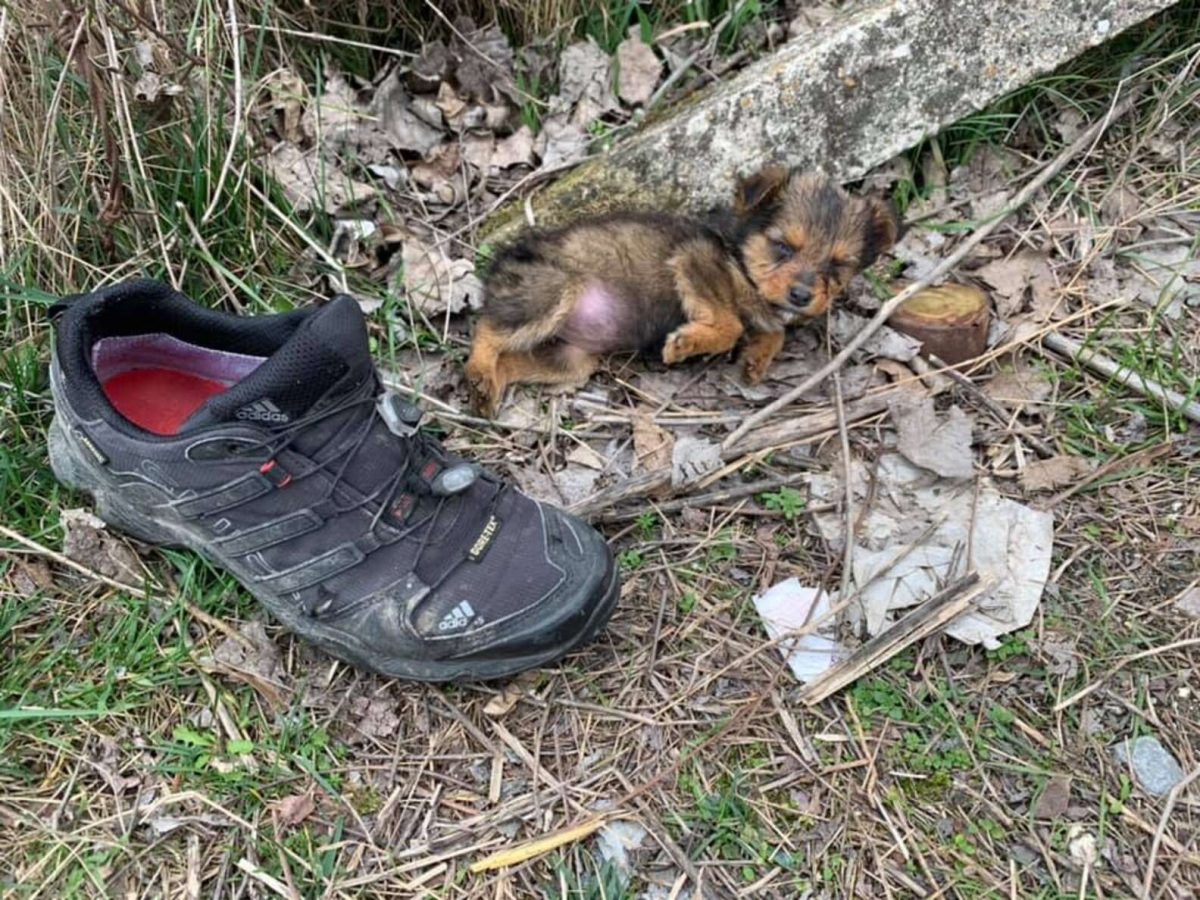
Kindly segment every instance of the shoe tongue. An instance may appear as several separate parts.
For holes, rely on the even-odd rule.
[[[314,310],[271,356],[210,398],[180,432],[218,422],[282,427],[322,399],[345,394],[374,371],[362,311],[341,295]]]

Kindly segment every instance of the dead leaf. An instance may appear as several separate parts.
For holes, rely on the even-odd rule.
[[[1193,619],[1200,619],[1200,582],[1196,582],[1175,598],[1175,608]]]
[[[971,453],[971,419],[957,406],[939,421],[933,398],[905,398],[891,404],[898,433],[896,449],[914,465],[943,478],[970,478],[975,474]]]
[[[355,697],[350,701],[350,713],[356,717],[354,727],[365,737],[390,737],[400,726],[395,704],[387,697]]]
[[[483,708],[485,716],[497,718],[508,715],[525,695],[525,688],[516,682],[505,685],[504,690],[487,702]]]
[[[587,444],[576,444],[572,447],[571,452],[567,454],[567,462],[595,469],[597,472],[603,472],[607,466],[604,457]]]
[[[513,51],[500,26],[477,28],[463,16],[454,27],[454,78],[460,91],[483,103],[493,103],[501,97],[516,100],[519,92],[513,77]]]
[[[343,75],[331,75],[315,103],[301,117],[301,130],[318,144],[336,142],[349,132],[374,126],[374,116],[358,99],[358,91]],[[386,88],[381,85],[376,100]]]
[[[1091,869],[1096,865],[1096,836],[1084,831],[1078,822],[1067,829],[1067,852],[1071,862],[1079,869]]]
[[[285,141],[299,144],[306,135],[301,123],[304,106],[308,101],[308,87],[304,79],[291,69],[277,69],[264,84],[270,96],[270,110],[275,133]]]
[[[379,86],[372,109],[388,142],[401,152],[424,157],[445,137],[413,112],[412,96],[395,73]]]
[[[409,176],[413,184],[429,192],[428,199],[457,206],[467,197],[466,173],[461,167],[459,146],[443,144],[424,162],[413,166]]]
[[[829,322],[829,330],[834,342],[844,345],[853,340],[866,324],[865,317],[855,315],[847,309],[836,308]],[[908,362],[920,352],[920,341],[886,325],[871,335],[861,351],[867,356],[894,359],[896,362]]]
[[[286,141],[276,144],[266,158],[267,171],[283,188],[297,212],[320,206],[337,215],[375,196],[372,185],[355,181],[341,169],[323,161],[318,151],[301,150]]]
[[[554,473],[555,487],[567,506],[574,506],[596,493],[599,479],[600,473],[595,469],[574,464]]]
[[[640,106],[654,96],[662,77],[662,62],[642,43],[636,28],[617,47],[617,93],[630,106]]]
[[[311,794],[290,794],[271,804],[271,811],[282,825],[294,828],[313,814],[317,805]]]
[[[671,465],[675,439],[660,428],[645,409],[633,414],[633,469],[635,472],[654,472]]]
[[[428,125],[430,128],[435,128],[442,131],[446,127],[446,119],[442,115],[441,107],[437,105],[437,98],[431,97],[428,94],[416,94],[411,101],[413,115]]]
[[[405,296],[427,315],[447,310],[454,315],[468,308],[479,309],[483,303],[483,284],[469,261],[451,260],[440,247],[430,247],[415,237],[404,242],[401,258]]]
[[[1137,270],[1129,279],[1137,299],[1178,319],[1184,304],[1200,297],[1200,259],[1189,244],[1140,250],[1133,256]]]
[[[486,175],[496,154],[496,136],[490,131],[473,131],[462,136],[460,146],[462,158]]]
[[[1061,678],[1074,678],[1079,671],[1079,653],[1075,649],[1075,638],[1050,633],[1042,640],[1031,641],[1047,658],[1046,671]]]
[[[530,165],[533,163],[533,132],[528,125],[522,125],[508,137],[496,142],[492,152],[489,168],[492,170],[507,169],[510,166]]]
[[[1092,464],[1082,456],[1052,456],[1035,459],[1021,470],[1021,487],[1030,493],[1051,491],[1074,484],[1092,471]]]
[[[1141,198],[1128,185],[1122,184],[1100,201],[1100,221],[1115,228],[1128,228],[1141,209]]]
[[[1065,775],[1055,775],[1038,794],[1031,812],[1035,819],[1060,819],[1070,805],[1071,779]]]
[[[153,105],[159,100],[178,97],[183,86],[168,81],[157,72],[145,72],[133,86],[133,96],[139,103]]]
[[[995,288],[996,311],[1002,319],[1021,311],[1026,288],[1032,290],[1033,309],[1040,317],[1038,320],[1049,318],[1057,299],[1058,282],[1045,254],[1022,250],[1015,256],[992,260],[975,274]]]
[[[1035,406],[1050,396],[1052,386],[1035,369],[1019,368],[1001,372],[984,390],[994,401],[1017,412]]]
[[[9,579],[22,597],[32,597],[54,587],[54,573],[45,560],[36,556],[16,559],[9,570]]]
[[[226,637],[201,665],[258,691],[276,709],[287,706],[290,688],[281,668],[279,647],[262,622],[252,620]]]
[[[421,48],[421,55],[413,61],[408,71],[408,85],[414,91],[429,93],[450,75],[454,57],[440,40],[433,40]]]
[[[453,88],[450,82],[443,82],[441,87],[438,88],[436,104],[445,117],[446,124],[455,131],[461,131],[463,117],[467,112],[467,102],[458,96],[458,91]]]
[[[141,581],[137,554],[86,509],[62,511],[63,555],[108,578],[127,584]]]
[[[563,51],[558,64],[558,95],[550,106],[556,112],[568,112],[570,121],[587,128],[607,112],[619,109],[612,92],[612,61],[591,40],[572,44]]]
[[[588,136],[580,126],[570,122],[565,114],[543,120],[537,136],[538,156],[547,169],[573,163],[587,156]]]
[[[721,447],[701,437],[684,436],[671,450],[671,486],[697,481],[721,465]]]

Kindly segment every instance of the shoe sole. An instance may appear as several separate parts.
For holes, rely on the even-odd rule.
[[[113,528],[128,534],[130,537],[154,547],[181,547],[196,553],[213,565],[225,569],[237,578],[232,566],[214,553],[211,548],[197,546],[194,539],[186,530],[173,522],[143,512],[121,498],[120,494],[104,483],[104,476],[96,468],[77,441],[72,440],[60,422],[60,416],[55,415],[50,422],[47,433],[47,445],[50,456],[50,468],[55,477],[67,487],[80,491],[92,498],[96,515]],[[334,653],[316,642],[309,641],[303,635],[302,640],[310,645],[347,662],[356,668],[375,672],[391,678],[402,678],[409,681],[448,682],[448,681],[490,681],[508,678],[529,669],[557,662],[570,655],[586,644],[591,643],[604,630],[616,608],[620,596],[620,579],[617,577],[616,566],[613,565],[611,552],[609,554],[608,580],[597,592],[598,599],[591,599],[591,611],[588,619],[576,635],[568,642],[552,646],[537,653],[523,657],[504,657],[502,659],[482,660],[421,660],[392,657],[380,660],[367,658],[354,653],[349,648],[342,653]],[[241,579],[238,583],[249,591],[268,610],[275,605],[275,598],[264,596],[249,587]],[[278,616],[277,616],[278,618]],[[285,627],[286,623],[285,623]]]

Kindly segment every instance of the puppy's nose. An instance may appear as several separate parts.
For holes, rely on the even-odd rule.
[[[788,291],[788,303],[793,306],[802,306],[812,299],[812,288],[804,284],[793,284],[792,289]]]

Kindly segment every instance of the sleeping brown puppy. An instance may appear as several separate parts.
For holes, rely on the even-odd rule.
[[[510,384],[582,383],[610,353],[661,348],[672,365],[743,337],[758,382],[784,328],[824,313],[896,233],[883,201],[778,167],[742,180],[710,225],[627,212],[527,232],[486,279],[472,405],[491,416]]]

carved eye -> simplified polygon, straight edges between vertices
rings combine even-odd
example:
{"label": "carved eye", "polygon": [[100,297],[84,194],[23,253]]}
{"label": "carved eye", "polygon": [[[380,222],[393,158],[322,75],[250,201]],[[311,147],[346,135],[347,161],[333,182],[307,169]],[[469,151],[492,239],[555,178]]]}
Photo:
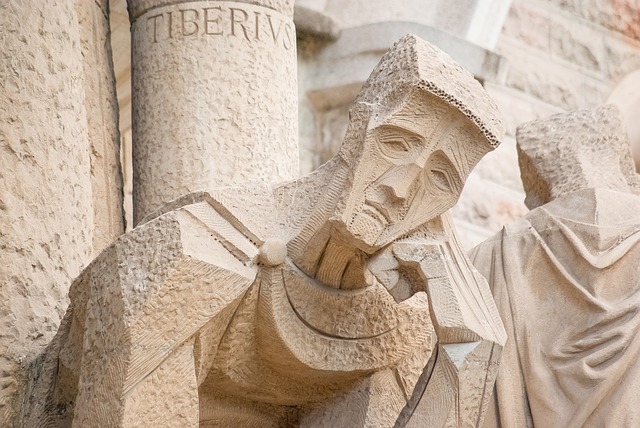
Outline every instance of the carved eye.
{"label": "carved eye", "polygon": [[458,193],[462,188],[462,182],[457,169],[441,150],[431,155],[427,163],[426,171],[431,184],[442,192]]}
{"label": "carved eye", "polygon": [[395,159],[407,156],[411,150],[409,144],[401,137],[384,138],[378,140],[378,142],[382,153]]}
{"label": "carved eye", "polygon": [[445,172],[432,169],[429,173],[431,175],[431,181],[438,189],[446,192],[453,190]]}

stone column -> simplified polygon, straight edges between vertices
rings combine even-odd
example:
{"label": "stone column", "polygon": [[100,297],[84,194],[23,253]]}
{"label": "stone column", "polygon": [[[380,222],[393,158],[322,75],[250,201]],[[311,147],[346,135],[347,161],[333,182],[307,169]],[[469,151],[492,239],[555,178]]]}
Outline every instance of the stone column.
{"label": "stone column", "polygon": [[293,0],[129,0],[134,223],[298,173]]}
{"label": "stone column", "polygon": [[74,0],[0,2],[0,426],[92,254],[83,64]]}
{"label": "stone column", "polygon": [[76,0],[84,63],[84,104],[91,162],[93,249],[97,255],[124,232],[120,133],[109,1]]}

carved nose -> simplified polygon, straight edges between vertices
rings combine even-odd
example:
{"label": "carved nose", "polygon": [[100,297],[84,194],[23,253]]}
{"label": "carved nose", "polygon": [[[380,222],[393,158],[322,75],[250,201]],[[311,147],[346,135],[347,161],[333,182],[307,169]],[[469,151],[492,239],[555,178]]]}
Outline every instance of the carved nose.
{"label": "carved nose", "polygon": [[396,201],[405,201],[409,197],[411,187],[421,170],[422,168],[414,163],[406,165],[388,174],[380,185]]}

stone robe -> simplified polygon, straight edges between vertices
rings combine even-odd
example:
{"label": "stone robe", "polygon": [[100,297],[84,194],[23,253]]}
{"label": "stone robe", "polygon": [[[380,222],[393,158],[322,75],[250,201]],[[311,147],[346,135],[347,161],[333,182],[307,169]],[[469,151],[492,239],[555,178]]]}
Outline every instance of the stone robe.
{"label": "stone robe", "polygon": [[640,197],[532,210],[471,252],[508,334],[485,426],[640,426]]}

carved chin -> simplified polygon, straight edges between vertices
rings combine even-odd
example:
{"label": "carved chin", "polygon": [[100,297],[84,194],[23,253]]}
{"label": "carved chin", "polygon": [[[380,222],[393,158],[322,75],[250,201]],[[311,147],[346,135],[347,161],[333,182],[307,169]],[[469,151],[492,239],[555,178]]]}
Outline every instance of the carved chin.
{"label": "carved chin", "polygon": [[384,228],[385,225],[379,219],[365,211],[354,215],[348,229],[354,238],[373,246]]}

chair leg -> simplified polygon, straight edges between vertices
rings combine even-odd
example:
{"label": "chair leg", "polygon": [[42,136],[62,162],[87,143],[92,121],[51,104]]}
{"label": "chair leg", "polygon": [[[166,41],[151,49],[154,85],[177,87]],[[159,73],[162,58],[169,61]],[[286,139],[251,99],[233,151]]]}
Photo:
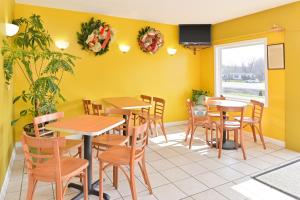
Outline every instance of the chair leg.
{"label": "chair leg", "polygon": [[239,148],[238,130],[234,130],[234,145],[236,149]]}
{"label": "chair leg", "polygon": [[26,200],[32,200],[37,181],[32,176],[28,176],[28,188]]}
{"label": "chair leg", "polygon": [[145,184],[148,187],[149,193],[152,194],[152,187],[149,181],[147,169],[146,169],[146,162],[145,162],[145,156],[143,156],[142,160],[139,162],[140,169],[142,171],[142,175],[145,181]]}
{"label": "chair leg", "polygon": [[63,185],[62,181],[56,181],[55,183],[56,188],[56,200],[63,200]]}
{"label": "chair leg", "polygon": [[189,149],[192,148],[192,141],[193,141],[193,139],[194,139],[194,134],[195,134],[196,128],[194,128],[194,127],[192,126],[191,129],[192,129],[192,132],[191,132],[191,137],[190,137]]}
{"label": "chair leg", "polygon": [[151,135],[153,135],[153,130],[152,130],[152,127],[151,127],[151,120],[148,120],[148,127],[150,129]]}
{"label": "chair leg", "polygon": [[220,142],[219,142],[219,153],[218,153],[218,158],[221,158],[222,147],[223,147],[223,129],[220,130]]}
{"label": "chair leg", "polygon": [[187,128],[186,128],[186,132],[185,132],[185,139],[184,139],[185,142],[187,141],[187,139],[189,137],[190,130],[191,130],[191,126],[190,126],[190,123],[188,123]]}
{"label": "chair leg", "polygon": [[245,143],[244,143],[244,135],[243,135],[243,131],[242,129],[240,129],[240,140],[241,140],[241,148],[242,148],[242,152],[243,152],[243,158],[244,160],[247,159],[246,157],[246,150],[245,150]]}
{"label": "chair leg", "polygon": [[165,129],[165,126],[164,126],[164,121],[161,120],[161,123],[159,123],[159,125],[160,125],[160,128],[161,128],[164,136],[165,136],[166,142],[168,142],[167,133],[166,133],[166,129]]}
{"label": "chair leg", "polygon": [[250,126],[251,126],[251,130],[252,130],[252,134],[253,134],[253,140],[254,140],[254,142],[256,142],[257,140],[256,140],[256,133],[255,133],[254,124],[251,124]]}
{"label": "chair leg", "polygon": [[156,124],[155,120],[153,120],[153,124],[154,124],[155,136],[157,137],[158,136],[158,130],[157,130],[157,124]]}
{"label": "chair leg", "polygon": [[118,189],[119,186],[119,167],[113,166],[113,186]]}
{"label": "chair leg", "polygon": [[87,179],[87,168],[83,171],[83,193],[84,193],[84,200],[89,199],[89,192],[88,192],[88,179]]}
{"label": "chair leg", "polygon": [[265,144],[264,136],[262,134],[261,123],[259,124],[258,134],[259,134],[259,137],[260,137],[260,141],[261,141],[261,143],[263,145],[263,148],[266,149],[266,144]]}
{"label": "chair leg", "polygon": [[103,200],[103,162],[100,161],[99,163],[99,200]]}
{"label": "chair leg", "polygon": [[130,190],[131,190],[131,196],[132,200],[136,200],[136,189],[135,189],[135,176],[134,176],[134,168],[130,167]]}
{"label": "chair leg", "polygon": [[208,128],[207,128],[207,126],[205,126],[205,141],[206,141],[206,144],[208,144]]}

### EXERCISE AIM
Reproduce exactly, and only, the lines from the opening line of the listing above through the line holding "Kindly segment every instance of the dead", minus the pictures.

### TASK RESULT
Kindly segment every instance of the shoe tongue. An instance may appear as several separate parts.
For holes, rely on the even-odd rule.
[[[314,310],[271,356],[210,398],[180,432],[218,422],[282,427],[322,399],[345,394],[374,371],[362,311],[341,295]]]

Kindly segment every instance of the dead leaf. An instance may appear as several separate parts.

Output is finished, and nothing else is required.